The output should be exactly the lines from the one containing "Target: man's beard" through the last line of the records, and only those.

* **Referring expression pointing data**
•••

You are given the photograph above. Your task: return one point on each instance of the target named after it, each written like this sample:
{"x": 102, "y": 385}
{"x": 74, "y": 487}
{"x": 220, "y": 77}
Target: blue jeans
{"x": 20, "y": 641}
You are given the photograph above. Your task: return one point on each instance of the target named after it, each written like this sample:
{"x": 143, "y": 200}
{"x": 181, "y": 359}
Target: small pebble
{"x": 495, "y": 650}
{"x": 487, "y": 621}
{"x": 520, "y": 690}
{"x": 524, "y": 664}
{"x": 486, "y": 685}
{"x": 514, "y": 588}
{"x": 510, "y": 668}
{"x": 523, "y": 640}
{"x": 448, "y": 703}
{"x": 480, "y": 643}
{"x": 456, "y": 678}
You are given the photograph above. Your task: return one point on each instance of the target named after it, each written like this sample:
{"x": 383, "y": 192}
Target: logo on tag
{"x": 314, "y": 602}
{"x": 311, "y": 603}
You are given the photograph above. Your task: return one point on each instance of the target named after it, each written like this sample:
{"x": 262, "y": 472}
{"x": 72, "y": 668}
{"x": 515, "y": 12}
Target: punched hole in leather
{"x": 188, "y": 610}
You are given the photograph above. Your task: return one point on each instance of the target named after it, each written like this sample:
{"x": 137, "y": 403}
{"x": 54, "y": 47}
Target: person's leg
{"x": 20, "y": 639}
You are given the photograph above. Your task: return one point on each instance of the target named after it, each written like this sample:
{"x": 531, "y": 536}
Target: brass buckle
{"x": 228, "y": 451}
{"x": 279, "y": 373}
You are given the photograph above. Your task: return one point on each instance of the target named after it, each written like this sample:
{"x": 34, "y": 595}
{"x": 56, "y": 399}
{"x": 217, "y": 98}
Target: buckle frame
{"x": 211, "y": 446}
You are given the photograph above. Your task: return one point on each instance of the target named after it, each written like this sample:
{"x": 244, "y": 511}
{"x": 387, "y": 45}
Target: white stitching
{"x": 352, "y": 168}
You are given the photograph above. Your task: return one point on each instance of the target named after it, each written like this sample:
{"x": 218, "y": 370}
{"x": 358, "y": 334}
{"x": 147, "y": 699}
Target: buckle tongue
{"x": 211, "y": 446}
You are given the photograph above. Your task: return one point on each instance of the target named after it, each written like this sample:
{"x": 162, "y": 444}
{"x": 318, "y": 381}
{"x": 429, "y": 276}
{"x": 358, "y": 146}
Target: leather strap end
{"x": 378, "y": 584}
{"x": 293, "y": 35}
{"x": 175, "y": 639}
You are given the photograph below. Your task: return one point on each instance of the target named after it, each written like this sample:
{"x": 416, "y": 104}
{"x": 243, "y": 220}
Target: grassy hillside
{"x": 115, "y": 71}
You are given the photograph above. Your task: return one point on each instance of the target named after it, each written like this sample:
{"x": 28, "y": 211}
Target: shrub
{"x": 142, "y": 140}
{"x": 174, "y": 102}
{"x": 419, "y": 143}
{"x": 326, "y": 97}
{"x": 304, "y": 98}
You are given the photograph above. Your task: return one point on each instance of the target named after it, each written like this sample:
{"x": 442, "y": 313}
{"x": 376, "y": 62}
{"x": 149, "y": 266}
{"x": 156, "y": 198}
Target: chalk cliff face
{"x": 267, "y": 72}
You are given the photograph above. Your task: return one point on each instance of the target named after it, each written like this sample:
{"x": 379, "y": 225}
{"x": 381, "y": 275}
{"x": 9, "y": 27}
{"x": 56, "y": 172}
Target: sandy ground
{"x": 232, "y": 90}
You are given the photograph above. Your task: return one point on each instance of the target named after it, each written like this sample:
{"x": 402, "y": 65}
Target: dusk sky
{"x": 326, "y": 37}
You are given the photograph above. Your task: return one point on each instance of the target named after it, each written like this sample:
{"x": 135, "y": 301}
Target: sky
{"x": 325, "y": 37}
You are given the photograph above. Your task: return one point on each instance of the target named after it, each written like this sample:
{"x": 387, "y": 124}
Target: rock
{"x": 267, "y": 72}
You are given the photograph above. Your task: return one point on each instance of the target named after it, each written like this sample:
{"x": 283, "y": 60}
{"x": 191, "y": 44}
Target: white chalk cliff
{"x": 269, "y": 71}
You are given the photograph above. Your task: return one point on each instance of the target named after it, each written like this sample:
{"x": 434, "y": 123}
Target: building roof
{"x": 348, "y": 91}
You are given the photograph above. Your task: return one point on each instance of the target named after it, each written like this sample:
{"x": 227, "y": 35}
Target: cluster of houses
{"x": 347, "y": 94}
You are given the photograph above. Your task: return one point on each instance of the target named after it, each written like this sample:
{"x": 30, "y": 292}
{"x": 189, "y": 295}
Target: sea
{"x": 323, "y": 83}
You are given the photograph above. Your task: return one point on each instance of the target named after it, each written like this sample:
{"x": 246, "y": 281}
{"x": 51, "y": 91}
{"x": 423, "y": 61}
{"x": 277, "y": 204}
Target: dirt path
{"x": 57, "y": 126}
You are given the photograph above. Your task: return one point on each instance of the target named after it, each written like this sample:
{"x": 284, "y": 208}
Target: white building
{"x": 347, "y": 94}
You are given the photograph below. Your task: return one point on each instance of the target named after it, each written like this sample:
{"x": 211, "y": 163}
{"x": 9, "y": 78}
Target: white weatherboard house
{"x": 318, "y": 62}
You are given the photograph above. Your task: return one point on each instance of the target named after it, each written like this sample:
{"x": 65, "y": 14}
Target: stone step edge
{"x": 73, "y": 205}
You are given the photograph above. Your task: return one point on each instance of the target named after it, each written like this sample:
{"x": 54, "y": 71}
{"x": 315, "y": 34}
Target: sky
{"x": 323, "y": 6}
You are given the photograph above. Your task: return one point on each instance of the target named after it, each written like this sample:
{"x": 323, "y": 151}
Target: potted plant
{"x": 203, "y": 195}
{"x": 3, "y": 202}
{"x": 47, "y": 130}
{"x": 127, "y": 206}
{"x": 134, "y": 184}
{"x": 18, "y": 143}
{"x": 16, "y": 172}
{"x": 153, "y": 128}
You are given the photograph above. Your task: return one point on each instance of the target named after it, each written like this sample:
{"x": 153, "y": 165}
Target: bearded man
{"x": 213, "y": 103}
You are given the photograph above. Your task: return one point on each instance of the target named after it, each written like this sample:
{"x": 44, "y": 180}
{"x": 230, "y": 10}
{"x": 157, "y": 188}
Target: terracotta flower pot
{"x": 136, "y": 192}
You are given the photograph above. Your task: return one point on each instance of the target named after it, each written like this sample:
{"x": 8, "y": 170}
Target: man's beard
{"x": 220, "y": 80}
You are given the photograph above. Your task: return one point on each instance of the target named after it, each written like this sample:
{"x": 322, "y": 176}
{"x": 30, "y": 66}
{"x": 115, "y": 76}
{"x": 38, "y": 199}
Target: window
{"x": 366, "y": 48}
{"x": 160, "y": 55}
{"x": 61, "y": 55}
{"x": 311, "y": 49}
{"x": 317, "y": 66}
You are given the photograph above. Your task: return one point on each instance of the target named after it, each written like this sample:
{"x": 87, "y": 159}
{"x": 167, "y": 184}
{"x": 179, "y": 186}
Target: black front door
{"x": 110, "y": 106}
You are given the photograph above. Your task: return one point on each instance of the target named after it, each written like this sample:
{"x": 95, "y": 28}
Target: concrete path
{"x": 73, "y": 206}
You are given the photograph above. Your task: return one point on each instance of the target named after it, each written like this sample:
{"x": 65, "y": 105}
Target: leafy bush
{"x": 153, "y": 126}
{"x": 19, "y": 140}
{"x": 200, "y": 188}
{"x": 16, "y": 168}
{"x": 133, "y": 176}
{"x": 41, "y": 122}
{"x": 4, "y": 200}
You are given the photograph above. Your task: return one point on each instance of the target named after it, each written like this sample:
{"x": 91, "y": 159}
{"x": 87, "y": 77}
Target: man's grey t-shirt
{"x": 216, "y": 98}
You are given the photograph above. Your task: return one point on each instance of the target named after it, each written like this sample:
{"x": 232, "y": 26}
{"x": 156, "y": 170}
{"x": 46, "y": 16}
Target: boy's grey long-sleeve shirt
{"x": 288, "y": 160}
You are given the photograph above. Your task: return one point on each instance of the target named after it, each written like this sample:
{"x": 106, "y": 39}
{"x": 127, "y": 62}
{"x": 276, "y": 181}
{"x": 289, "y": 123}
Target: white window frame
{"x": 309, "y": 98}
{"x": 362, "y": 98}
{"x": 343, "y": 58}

•••

* **Solution**
Target: man's beard
{"x": 220, "y": 80}
You are given the photograph above. Your task: return one point on each instance of the target named after it, each written like this sample:
{"x": 322, "y": 176}
{"x": 30, "y": 66}
{"x": 115, "y": 76}
{"x": 38, "y": 199}
Target: window
{"x": 366, "y": 48}
{"x": 160, "y": 55}
{"x": 61, "y": 55}
{"x": 311, "y": 49}
{"x": 317, "y": 66}
You are given the photograph above. Your task: return one point on each instance of the target named after it, each written like this sample:
{"x": 87, "y": 159}
{"x": 167, "y": 184}
{"x": 179, "y": 186}
Target: black front door
{"x": 110, "y": 106}
You are given the photograph above. Your task: return one point on each instance of the target named after it, each written like this sample:
{"x": 95, "y": 28}
Target: concrete path
{"x": 73, "y": 206}
You are given the photograph above. Your task: return one point on each instance of the target named after it, each written like this sample:
{"x": 65, "y": 105}
Target: leafy bush
{"x": 153, "y": 126}
{"x": 19, "y": 140}
{"x": 200, "y": 188}
{"x": 16, "y": 168}
{"x": 133, "y": 176}
{"x": 41, "y": 122}
{"x": 4, "y": 200}
You are given the photograph above. Your task: return one point on each instance of the target named after it, each written like this sample:
{"x": 91, "y": 159}
{"x": 87, "y": 77}
Target: man's grey t-shirt
{"x": 216, "y": 98}
You are given the photograph above. Your task: return one point on each instance of the target named after it, each written like this sample:
{"x": 232, "y": 26}
{"x": 156, "y": 170}
{"x": 46, "y": 16}
Target: boy's grey long-sleeve shirt
{"x": 288, "y": 160}
You are given the photograph above. Your task: return one point on each instance of the target named after it, each written like this sample:
{"x": 106, "y": 39}
{"x": 127, "y": 62}
{"x": 276, "y": 181}
{"x": 289, "y": 123}
Target: white window frame
{"x": 309, "y": 98}
{"x": 362, "y": 98}
{"x": 343, "y": 58}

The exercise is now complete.